■ SET OF TASKS ■
1 – Answer these from the Friday the 13th jokes:
(a) What speed was the needle at when the man saw flashing lights behind him?
(b) What day did the cop say it was?
(c) What will the virus mix into your fishtank?
2 – From the Friday the 13th jokes, reproduce word for word the stretch from "The cop came" through "new phone number.".

■ EXTRACT ■

*** Begin section ***

A man bought a new Mercedes to celebrate his wife leaving him and was out on the interstate for a nice evening drive.
The top was down, the breeze was blowing through what was left of his hair and he decided to open her up. As the needle jumped up to 80 mph, he suddenly saw flashing red and blue lights behind him.
"There's no way they can catch a Mercedes," he thought to himself and opened her up further. The needle hit 90, 100... Then the reality of the situation hit him. "What am I doing?" he thought and pulled over.
The cop came up to him, took his license without a word and examined it and the car.
"It's been a long hard day, this is the end of my shift and it's Friday the 13th. I don't feel like more paperwork, I don't need the frustration or the overtime, so if you can give me a really good excuse for your driving that I haven't heard before, you can go."
The guy thinks about it for a second and says, "Last week my nagging wife ran off with a cop. I was afraid you were trying to give her back!"
"Have a nice weekend," said the officer.
Friday the 13th Virus
It will recalibrate your refrigerator's coolness setting so all your ice cream goes melty.
It will demagnetize the strips on all your credit cards, screw up the tracking on your television and use subspace field harmonics to scratch any CDs you try to play.
It will give your ex-girlfriend your new phone number.
It will mix Kool-aid into your fishtank.
It will drink all your beer and leave dirty socks on the coffee table when company comes over.
It will put a dead aardvark in the back pocket of your good suit pants and hide your car keys when you are late for work.

*** End section ***

■ DATA PROVIDED ■
*** Begin section ***

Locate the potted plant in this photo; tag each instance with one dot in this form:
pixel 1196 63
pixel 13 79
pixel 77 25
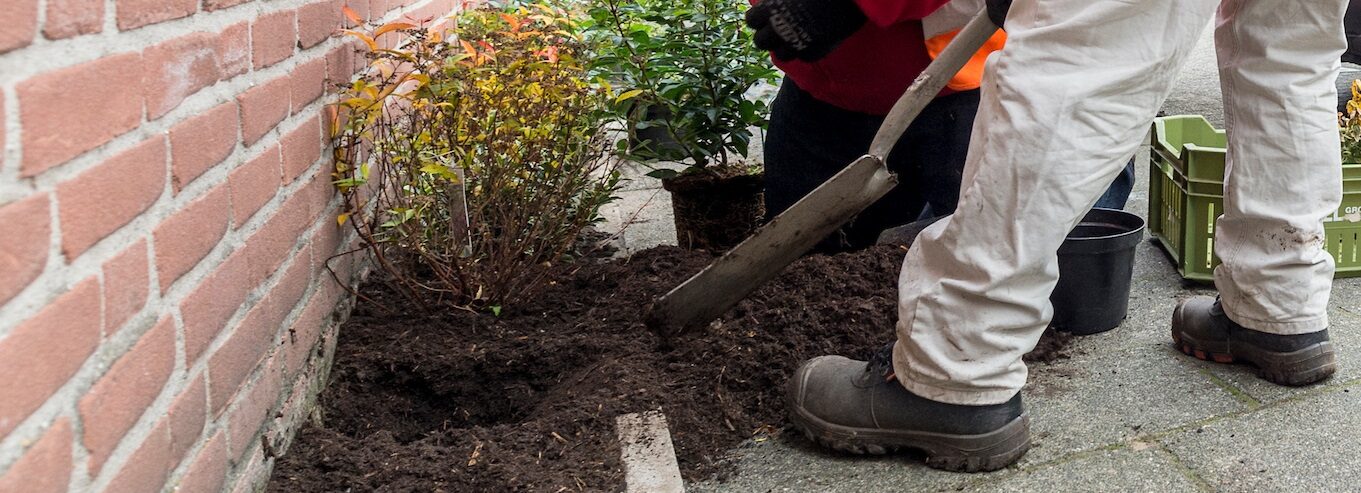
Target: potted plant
pixel 683 71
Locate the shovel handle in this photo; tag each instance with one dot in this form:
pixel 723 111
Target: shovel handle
pixel 930 83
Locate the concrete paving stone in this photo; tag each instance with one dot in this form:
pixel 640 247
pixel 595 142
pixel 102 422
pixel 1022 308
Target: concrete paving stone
pixel 1299 446
pixel 1141 467
pixel 640 219
pixel 1345 319
pixel 1108 395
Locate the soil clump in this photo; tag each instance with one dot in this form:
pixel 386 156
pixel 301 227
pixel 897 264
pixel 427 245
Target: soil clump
pixel 445 399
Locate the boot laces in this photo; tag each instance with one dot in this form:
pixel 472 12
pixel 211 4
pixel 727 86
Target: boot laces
pixel 881 362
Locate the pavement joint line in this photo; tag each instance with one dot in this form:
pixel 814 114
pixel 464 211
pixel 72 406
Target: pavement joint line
pixel 1243 396
pixel 1190 474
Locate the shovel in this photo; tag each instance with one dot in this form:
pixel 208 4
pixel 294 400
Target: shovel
pixel 773 247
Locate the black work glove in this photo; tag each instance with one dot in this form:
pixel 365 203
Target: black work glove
pixel 998 11
pixel 803 29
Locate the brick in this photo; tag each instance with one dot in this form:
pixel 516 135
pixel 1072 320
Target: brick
pixel 70 18
pixel 317 22
pixel 252 411
pixel 317 195
pixel 177 68
pixel 301 149
pixel 208 469
pixel 132 14
pixel 121 395
pixel 274 37
pixel 184 239
pixel 309 82
pixel 270 245
pixel 187 417
pixel 71 110
pixel 23 256
pixel 234 51
pixel 221 4
pixel 125 282
pixel 44 352
pixel 253 184
pixel 203 142
pixel 261 108
pixel 232 364
pixel 340 63
pixel 108 196
pixel 21 25
pixel 45 467
pixel 211 304
pixel 149 467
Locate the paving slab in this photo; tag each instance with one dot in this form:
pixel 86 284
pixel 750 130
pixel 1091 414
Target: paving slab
pixel 1141 467
pixel 1305 444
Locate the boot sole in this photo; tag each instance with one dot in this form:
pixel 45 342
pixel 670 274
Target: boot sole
pixel 1293 369
pixel 953 452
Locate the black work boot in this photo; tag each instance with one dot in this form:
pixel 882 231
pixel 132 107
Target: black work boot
pixel 859 407
pixel 1201 328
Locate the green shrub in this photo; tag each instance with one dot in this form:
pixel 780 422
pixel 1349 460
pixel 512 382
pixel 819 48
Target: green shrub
pixel 683 66
pixel 470 160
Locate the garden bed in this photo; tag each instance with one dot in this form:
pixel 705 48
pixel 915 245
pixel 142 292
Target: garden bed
pixel 444 399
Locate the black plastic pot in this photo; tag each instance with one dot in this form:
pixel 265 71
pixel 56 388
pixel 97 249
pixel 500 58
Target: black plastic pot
pixel 1096 264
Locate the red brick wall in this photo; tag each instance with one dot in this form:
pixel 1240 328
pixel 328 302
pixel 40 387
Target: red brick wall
pixel 165 217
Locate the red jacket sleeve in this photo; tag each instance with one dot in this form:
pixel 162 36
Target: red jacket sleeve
pixel 888 12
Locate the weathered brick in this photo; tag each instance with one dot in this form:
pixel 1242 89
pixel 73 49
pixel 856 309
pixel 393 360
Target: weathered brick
pixel 187 417
pixel 71 110
pixel 253 184
pixel 108 196
pixel 274 37
pixel 261 108
pixel 21 25
pixel 270 245
pixel 177 68
pixel 132 14
pixel 221 4
pixel 125 282
pixel 184 239
pixel 23 256
pixel 340 63
pixel 121 395
pixel 317 22
pixel 301 149
pixel 242 352
pixel 309 81
pixel 45 467
pixel 252 411
pixel 70 18
pixel 149 466
pixel 234 51
pixel 44 352
pixel 211 304
pixel 203 142
pixel 208 469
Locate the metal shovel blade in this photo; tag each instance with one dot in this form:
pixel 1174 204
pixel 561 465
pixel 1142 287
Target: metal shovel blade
pixel 775 245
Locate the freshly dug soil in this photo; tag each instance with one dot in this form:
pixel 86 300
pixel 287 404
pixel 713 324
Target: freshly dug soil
pixel 715 211
pixel 444 399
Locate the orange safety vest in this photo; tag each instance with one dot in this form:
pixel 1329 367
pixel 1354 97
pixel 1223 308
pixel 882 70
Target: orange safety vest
pixel 969 76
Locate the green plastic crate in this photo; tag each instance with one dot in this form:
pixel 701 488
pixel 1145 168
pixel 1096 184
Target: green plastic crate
pixel 1186 198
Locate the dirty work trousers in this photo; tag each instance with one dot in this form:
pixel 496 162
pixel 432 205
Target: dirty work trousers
pixel 1062 109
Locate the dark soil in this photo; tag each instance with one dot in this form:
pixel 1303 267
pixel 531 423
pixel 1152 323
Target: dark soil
pixel 716 209
pixel 444 399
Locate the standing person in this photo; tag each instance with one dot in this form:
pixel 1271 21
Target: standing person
pixel 845 63
pixel 1056 123
pixel 1352 57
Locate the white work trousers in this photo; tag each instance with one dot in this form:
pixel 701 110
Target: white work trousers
pixel 1063 108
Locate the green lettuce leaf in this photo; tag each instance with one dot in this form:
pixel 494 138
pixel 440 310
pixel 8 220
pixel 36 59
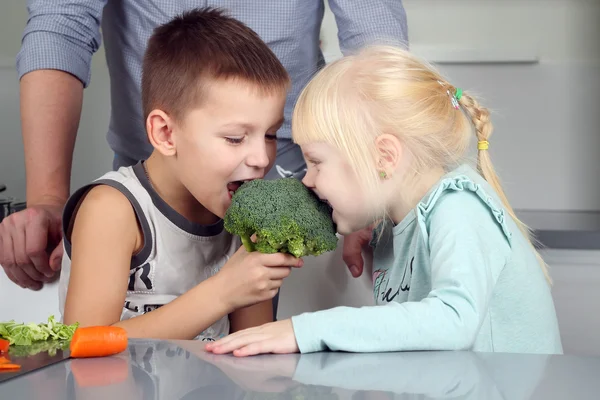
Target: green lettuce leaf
pixel 21 334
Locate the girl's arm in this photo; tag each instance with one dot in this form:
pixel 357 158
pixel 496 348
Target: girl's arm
pixel 105 236
pixel 251 316
pixel 467 252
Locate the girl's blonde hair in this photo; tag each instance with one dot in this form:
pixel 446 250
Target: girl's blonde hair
pixel 385 89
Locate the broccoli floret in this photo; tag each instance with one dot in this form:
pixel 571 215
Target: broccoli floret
pixel 284 214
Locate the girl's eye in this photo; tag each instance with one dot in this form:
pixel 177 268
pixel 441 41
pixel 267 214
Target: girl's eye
pixel 235 140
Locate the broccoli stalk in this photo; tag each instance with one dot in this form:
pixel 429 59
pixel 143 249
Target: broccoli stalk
pixel 284 215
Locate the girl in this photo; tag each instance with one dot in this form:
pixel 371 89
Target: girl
pixel 385 136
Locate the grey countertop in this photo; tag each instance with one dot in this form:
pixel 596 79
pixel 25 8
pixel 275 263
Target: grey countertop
pixel 181 370
pixel 576 230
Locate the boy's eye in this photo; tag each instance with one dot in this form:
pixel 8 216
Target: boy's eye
pixel 235 140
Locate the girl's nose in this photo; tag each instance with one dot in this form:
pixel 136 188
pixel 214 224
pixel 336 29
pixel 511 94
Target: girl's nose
pixel 309 180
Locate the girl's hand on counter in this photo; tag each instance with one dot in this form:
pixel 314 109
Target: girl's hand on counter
pixel 275 337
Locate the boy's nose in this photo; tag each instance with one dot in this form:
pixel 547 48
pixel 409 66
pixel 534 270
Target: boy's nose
pixel 258 158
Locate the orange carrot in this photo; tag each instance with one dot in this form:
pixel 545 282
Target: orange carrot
pixel 9 367
pixel 98 341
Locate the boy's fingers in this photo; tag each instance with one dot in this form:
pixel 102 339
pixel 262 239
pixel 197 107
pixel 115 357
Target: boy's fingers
pixel 280 272
pixel 281 260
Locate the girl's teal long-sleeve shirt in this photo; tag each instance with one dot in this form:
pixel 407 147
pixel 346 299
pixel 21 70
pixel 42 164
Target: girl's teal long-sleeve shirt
pixel 455 274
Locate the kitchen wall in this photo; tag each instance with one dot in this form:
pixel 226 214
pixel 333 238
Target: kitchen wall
pixel 536 63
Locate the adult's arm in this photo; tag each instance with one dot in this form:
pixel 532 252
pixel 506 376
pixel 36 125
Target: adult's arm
pixel 53 67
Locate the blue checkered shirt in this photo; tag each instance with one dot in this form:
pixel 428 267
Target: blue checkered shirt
pixel 64 34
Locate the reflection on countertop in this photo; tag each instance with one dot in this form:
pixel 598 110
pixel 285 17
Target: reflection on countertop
pixel 182 370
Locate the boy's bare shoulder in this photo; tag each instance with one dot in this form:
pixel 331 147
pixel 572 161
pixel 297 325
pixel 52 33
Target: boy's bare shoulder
pixel 105 208
pixel 109 199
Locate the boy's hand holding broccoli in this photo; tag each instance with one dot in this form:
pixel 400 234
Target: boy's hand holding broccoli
pixel 250 278
pixel 279 221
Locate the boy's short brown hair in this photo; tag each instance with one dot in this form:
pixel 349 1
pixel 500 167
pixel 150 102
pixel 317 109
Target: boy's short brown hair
pixel 202 45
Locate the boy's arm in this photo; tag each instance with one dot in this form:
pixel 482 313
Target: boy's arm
pixel 251 316
pixel 104 237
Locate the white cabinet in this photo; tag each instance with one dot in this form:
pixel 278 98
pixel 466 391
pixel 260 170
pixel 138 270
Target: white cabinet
pixel 576 293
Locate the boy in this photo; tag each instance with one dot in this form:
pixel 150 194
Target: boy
pixel 147 241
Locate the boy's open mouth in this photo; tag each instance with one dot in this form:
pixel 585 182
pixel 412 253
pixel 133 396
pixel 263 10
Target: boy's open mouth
pixel 232 187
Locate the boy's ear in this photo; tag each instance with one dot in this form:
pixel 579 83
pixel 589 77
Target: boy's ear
pixel 159 126
pixel 389 153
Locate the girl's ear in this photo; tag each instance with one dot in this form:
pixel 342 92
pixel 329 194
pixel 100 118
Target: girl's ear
pixel 159 127
pixel 389 153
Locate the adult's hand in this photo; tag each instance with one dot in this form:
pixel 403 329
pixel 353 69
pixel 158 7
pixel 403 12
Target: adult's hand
pixel 30 245
pixel 352 253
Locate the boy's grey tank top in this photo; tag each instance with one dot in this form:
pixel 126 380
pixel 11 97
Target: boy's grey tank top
pixel 177 254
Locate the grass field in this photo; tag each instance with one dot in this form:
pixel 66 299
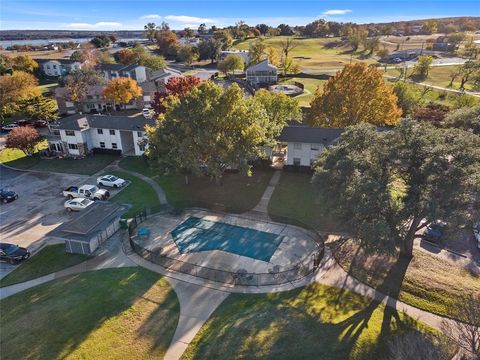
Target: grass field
pixel 48 260
pixel 429 283
pixel 127 313
pixel 294 198
pixel 315 322
pixel 236 193
pixel 86 166
pixel 313 54
pixel 138 193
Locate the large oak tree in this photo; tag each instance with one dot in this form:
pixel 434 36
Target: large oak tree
pixel 355 94
pixel 384 184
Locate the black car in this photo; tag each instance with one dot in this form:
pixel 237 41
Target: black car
pixel 8 196
pixel 13 253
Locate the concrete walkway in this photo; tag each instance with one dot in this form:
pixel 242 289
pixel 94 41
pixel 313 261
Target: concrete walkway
pixel 262 206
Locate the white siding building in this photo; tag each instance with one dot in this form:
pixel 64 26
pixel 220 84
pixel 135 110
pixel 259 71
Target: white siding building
pixel 80 134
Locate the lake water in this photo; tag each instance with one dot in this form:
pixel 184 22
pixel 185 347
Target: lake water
pixel 39 42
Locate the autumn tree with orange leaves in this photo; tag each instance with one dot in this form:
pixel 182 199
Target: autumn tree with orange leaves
pixel 356 94
pixel 122 90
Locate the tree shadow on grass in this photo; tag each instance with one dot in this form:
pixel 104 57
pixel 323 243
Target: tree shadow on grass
pixel 53 320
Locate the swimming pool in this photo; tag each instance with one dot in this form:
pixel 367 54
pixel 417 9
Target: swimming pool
pixel 196 235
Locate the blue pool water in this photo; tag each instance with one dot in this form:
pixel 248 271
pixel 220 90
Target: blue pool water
pixel 196 234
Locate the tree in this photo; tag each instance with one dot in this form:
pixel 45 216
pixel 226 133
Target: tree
pixel 467 118
pixel 231 63
pixel 207 132
pixel 78 81
pixel 167 42
pixel 14 89
pixel 176 87
pixel 422 66
pixel 263 28
pixel 187 54
pixel 100 41
pixel 384 184
pixel 209 49
pixel 24 138
pixel 355 94
pixel 466 331
pixel 40 107
pixel 429 27
pixel 150 30
pixel 122 90
pixel 224 37
pixel 408 97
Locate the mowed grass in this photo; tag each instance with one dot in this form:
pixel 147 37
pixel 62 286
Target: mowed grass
pixel 294 198
pixel 430 283
pixel 235 193
pixel 315 322
pixel 86 166
pixel 138 193
pixel 311 53
pixel 48 260
pixel 127 313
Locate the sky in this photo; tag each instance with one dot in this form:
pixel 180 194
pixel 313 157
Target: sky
pixel 133 14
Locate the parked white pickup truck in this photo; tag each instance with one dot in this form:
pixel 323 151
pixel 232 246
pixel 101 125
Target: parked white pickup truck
pixel 86 191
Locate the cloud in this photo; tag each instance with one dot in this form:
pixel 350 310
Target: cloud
pixel 189 19
pixel 151 16
pixel 98 25
pixel 337 12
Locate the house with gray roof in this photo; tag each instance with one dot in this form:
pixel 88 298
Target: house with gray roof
pixel 300 145
pixel 79 135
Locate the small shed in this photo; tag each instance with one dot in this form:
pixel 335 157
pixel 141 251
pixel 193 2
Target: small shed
pixel 93 226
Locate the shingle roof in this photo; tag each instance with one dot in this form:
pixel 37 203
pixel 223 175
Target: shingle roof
pixel 306 134
pixel 86 121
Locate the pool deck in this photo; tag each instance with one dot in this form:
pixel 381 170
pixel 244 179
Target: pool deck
pixel 297 245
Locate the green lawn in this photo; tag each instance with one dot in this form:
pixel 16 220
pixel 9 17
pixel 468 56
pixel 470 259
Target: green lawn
pixel 429 283
pixel 48 260
pixel 127 313
pixel 236 193
pixel 315 322
pixel 313 54
pixel 294 198
pixel 86 166
pixel 138 193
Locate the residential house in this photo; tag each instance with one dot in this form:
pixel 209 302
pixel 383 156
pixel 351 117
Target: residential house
pixel 300 145
pixel 262 73
pixel 57 67
pixel 78 134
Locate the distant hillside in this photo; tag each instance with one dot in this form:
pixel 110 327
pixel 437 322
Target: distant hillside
pixel 58 34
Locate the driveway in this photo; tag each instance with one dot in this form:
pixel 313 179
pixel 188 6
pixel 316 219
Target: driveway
pixel 39 208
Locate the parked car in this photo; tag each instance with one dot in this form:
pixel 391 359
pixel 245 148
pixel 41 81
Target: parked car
pixel 147 113
pixel 111 181
pixel 13 253
pixel 7 196
pixel 77 204
pixel 25 123
pixel 40 123
pixel 434 231
pixel 476 233
pixel 86 191
pixel 9 127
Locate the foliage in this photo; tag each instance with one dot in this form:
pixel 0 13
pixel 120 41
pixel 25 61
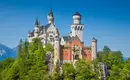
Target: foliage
pixel 31 65
pixel 68 71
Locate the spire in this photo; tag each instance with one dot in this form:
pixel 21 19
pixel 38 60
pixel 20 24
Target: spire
pixel 37 22
pixel 77 13
pixel 94 39
pixel 50 13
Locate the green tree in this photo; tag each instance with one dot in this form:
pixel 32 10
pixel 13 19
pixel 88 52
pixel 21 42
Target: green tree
pixel 85 71
pixel 68 71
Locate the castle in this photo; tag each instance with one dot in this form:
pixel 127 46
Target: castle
pixel 66 48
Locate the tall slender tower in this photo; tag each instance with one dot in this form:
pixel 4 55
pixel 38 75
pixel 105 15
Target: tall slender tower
pixel 77 27
pixel 36 28
pixel 50 17
pixel 56 48
pixel 94 48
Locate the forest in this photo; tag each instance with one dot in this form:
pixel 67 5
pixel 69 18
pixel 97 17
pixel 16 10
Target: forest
pixel 31 64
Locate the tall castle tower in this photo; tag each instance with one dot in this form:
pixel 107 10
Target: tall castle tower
pixel 50 17
pixel 77 27
pixel 56 48
pixel 36 28
pixel 94 48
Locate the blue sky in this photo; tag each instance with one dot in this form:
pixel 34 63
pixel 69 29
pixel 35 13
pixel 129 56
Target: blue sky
pixel 107 20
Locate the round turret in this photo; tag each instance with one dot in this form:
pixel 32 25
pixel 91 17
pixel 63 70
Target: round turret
pixel 50 17
pixel 94 40
pixel 77 18
pixel 29 34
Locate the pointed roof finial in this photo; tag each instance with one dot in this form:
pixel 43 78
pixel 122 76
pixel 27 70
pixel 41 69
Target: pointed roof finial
pixel 77 13
pixel 37 21
pixel 50 13
pixel 94 39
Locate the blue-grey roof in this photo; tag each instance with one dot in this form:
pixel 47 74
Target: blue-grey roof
pixel 77 14
pixel 66 38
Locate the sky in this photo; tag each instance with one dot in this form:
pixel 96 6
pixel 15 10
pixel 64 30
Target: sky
pixel 106 20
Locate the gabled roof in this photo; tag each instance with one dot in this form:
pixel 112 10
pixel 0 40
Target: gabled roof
pixel 74 38
pixel 37 22
pixel 66 38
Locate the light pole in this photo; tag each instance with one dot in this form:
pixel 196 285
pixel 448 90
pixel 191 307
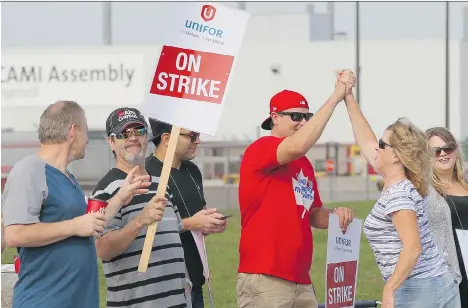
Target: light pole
pixel 447 65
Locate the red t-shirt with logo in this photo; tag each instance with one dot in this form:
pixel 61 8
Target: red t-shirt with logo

*** End section ***

■ SOLUTIONS TO EACH TASK ■
1 –
(a) 80 mph
(b) Friday the 13th
(c) Kool-aid

2 –
The cop came up to him, took his license without a word and examined it and the car.
"It's been a long hard day, this is the end of my shift and it's Friday the 13th. I don't feel like more paperwork, I don't need the frustration or the overtime, so if you can give me a really good excuse for your driving that I haven't heard before, you can go."
The guy thinks about it for a second and says, "Last week my nagging wife ran off with a cop. I was afraid you were trying to give her back!"
"Have a nice weekend," said the officer.
Friday the 13th Virus
It will recalibrate your refrigerator's coolness setting so all your ice cream goes melty.
It will demagnetize the strips on all your credit cards, screw up the tracking on your television and use subspace field harmonics to scratch any CDs you try to play.
It will give your ex-girlfriend your new phone number.